Mask labeling examples:
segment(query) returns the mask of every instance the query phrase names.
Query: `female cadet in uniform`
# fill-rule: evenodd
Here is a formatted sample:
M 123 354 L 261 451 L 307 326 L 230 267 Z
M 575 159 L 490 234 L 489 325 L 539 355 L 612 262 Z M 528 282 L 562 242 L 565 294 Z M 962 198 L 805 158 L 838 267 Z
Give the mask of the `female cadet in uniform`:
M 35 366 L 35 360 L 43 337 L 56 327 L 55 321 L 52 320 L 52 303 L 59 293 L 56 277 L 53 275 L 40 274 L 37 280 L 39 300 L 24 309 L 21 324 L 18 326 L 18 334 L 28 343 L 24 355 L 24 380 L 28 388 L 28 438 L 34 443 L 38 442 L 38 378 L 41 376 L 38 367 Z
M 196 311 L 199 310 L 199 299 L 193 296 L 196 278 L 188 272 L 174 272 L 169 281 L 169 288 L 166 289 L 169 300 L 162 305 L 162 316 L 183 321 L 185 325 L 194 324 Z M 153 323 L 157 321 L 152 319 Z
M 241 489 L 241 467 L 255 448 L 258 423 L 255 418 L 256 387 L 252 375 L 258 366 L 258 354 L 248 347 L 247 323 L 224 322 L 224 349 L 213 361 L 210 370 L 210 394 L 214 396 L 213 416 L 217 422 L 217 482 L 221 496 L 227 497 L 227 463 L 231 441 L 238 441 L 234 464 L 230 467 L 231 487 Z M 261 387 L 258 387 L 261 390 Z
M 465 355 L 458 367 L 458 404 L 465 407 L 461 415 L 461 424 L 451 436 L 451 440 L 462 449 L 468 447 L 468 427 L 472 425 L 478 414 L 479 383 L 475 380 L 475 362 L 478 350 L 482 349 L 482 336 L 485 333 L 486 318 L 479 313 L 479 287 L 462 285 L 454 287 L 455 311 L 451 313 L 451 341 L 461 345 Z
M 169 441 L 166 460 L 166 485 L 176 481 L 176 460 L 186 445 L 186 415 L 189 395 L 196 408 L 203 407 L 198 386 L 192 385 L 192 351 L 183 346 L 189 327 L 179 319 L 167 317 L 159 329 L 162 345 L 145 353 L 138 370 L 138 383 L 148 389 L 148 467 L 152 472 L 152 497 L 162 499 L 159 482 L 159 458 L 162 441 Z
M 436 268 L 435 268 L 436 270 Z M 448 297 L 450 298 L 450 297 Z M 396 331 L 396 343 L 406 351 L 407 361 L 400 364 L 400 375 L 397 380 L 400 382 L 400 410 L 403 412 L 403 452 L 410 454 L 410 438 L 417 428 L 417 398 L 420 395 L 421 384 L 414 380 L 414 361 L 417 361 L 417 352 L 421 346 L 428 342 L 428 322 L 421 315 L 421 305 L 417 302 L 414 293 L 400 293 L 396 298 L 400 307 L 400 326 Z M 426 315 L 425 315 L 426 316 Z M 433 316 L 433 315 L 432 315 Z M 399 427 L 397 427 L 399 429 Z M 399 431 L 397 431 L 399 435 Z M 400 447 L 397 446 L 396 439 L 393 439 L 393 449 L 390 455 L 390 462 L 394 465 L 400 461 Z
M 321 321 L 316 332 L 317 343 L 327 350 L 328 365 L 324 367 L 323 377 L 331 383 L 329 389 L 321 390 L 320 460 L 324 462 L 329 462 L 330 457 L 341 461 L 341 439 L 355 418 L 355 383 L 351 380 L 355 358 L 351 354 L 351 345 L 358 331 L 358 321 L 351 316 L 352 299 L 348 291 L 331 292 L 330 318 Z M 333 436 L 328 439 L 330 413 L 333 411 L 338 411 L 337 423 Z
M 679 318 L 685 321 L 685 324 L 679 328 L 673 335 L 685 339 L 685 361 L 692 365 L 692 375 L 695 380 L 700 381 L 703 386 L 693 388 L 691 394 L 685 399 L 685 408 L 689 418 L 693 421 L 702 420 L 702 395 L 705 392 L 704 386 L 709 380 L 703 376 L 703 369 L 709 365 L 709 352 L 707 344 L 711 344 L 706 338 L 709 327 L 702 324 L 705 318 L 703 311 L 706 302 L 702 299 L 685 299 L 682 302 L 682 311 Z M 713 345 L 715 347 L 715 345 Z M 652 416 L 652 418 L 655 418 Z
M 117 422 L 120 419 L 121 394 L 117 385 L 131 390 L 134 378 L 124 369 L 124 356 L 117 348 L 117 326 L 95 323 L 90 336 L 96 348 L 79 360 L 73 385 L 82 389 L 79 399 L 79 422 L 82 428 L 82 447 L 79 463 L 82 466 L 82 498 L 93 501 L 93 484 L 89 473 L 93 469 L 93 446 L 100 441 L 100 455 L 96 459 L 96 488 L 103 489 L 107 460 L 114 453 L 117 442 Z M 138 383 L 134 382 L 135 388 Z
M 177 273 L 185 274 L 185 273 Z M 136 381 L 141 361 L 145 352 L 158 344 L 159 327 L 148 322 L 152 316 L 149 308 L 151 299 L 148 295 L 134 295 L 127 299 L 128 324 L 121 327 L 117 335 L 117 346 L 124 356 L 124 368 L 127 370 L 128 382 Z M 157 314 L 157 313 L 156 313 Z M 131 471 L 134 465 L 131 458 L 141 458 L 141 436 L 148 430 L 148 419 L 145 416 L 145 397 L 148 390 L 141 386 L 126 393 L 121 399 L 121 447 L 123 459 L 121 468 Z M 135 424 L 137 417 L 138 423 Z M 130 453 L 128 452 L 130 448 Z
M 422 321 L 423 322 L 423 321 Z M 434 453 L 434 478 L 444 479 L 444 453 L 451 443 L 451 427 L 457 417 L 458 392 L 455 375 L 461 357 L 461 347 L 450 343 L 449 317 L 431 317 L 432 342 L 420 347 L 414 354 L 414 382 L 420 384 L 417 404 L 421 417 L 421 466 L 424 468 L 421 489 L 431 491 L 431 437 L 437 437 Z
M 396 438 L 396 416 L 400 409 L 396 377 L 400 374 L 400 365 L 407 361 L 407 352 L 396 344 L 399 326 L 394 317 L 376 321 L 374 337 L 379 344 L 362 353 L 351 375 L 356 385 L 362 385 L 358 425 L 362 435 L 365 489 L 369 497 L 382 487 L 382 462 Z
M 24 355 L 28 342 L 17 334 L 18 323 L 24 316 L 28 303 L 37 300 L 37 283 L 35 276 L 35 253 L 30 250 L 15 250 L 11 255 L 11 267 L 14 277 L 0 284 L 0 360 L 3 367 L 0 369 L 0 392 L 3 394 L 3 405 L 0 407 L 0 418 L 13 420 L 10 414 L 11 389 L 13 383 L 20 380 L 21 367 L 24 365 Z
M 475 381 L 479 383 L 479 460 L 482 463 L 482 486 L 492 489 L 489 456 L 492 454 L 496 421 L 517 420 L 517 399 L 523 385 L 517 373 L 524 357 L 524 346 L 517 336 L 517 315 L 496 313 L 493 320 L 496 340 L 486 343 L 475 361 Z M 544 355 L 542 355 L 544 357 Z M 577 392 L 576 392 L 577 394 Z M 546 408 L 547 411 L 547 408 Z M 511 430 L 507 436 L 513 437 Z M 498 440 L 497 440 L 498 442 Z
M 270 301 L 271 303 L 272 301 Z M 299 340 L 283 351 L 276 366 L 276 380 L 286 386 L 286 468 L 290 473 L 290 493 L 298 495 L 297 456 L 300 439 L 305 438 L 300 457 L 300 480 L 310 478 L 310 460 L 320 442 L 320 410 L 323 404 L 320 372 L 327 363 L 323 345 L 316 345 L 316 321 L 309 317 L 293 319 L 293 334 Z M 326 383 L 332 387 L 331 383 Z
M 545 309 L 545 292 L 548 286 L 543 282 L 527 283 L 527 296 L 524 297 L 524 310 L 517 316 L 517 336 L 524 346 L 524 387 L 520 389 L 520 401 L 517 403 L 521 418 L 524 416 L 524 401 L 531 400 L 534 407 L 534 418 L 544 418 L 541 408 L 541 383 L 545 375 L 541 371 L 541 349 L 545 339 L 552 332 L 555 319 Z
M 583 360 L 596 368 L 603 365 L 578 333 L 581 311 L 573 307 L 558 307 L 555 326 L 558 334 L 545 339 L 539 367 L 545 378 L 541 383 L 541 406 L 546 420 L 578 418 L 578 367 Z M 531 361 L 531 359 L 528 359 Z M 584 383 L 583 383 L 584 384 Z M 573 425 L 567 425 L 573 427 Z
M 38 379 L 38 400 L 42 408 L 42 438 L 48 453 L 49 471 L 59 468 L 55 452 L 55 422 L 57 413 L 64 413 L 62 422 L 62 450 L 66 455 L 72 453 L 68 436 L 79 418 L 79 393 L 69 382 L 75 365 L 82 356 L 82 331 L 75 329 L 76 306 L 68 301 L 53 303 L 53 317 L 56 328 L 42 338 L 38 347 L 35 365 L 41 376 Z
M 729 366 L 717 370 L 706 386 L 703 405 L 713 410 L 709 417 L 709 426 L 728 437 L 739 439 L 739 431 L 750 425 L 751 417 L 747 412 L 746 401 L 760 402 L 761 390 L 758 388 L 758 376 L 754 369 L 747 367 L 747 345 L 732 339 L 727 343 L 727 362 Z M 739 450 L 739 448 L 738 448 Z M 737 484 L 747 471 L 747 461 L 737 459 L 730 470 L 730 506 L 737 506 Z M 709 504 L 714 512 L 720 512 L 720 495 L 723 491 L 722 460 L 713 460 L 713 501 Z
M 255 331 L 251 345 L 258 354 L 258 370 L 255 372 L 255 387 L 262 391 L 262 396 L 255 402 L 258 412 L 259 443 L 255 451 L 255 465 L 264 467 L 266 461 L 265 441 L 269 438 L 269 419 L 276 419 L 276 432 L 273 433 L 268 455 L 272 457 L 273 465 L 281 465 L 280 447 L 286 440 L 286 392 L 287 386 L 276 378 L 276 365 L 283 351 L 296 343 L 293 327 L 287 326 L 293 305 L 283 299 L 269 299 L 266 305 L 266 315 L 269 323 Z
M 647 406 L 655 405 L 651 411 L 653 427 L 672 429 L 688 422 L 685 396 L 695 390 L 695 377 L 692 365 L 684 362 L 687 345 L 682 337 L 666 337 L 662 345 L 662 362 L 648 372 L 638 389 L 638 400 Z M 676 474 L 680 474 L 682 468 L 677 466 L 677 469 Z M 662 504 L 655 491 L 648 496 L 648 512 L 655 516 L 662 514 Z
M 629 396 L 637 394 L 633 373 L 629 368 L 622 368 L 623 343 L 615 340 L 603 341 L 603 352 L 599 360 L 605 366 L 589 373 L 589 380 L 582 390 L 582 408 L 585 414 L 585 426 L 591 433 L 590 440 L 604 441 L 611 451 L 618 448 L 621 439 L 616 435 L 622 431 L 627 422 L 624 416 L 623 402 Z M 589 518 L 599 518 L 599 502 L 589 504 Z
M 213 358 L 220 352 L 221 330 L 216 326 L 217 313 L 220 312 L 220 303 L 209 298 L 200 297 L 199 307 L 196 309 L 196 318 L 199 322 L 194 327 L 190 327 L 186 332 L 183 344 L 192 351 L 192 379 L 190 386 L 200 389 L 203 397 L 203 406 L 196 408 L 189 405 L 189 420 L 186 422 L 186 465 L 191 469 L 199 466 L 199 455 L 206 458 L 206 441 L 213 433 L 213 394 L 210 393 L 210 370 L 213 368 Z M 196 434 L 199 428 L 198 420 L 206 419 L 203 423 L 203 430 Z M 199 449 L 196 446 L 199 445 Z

→ **WHAT THE TASK ASKS**
Lay out the stretch of the listing from its start through the line that contains "M 196 311 L" as a numbered list, omitting any blank lines.

→ **RESPONSE**
1. segment(query) returns the mask of every instance the query phrase names.
2. Query: `female cadet in uniform`
3. # fill-rule: evenodd
4. Here is a formatted sample:
5. M 123 354 L 261 451 L 307 326 L 230 267 Z
6. M 575 159 L 490 234 L 489 325 L 539 355 L 612 262 Z M 528 282 L 562 242 L 565 294 Z M 962 198 L 805 158 L 838 267 Z
7. Give the mask of the `female cadet in uniform`:
8. M 35 366 L 35 360 L 43 337 L 56 327 L 55 321 L 52 320 L 52 303 L 59 293 L 56 277 L 53 275 L 40 274 L 37 280 L 39 300 L 24 309 L 21 324 L 18 326 L 18 334 L 28 343 L 24 355 L 24 380 L 28 388 L 28 438 L 34 443 L 38 442 L 38 378 L 41 376 L 38 367 Z
9. M 196 311 L 199 310 L 199 299 L 193 296 L 196 278 L 188 272 L 174 272 L 169 281 L 169 288 L 166 289 L 169 300 L 162 305 L 162 316 L 183 321 L 185 325 L 194 324 Z M 153 323 L 157 321 L 152 319 Z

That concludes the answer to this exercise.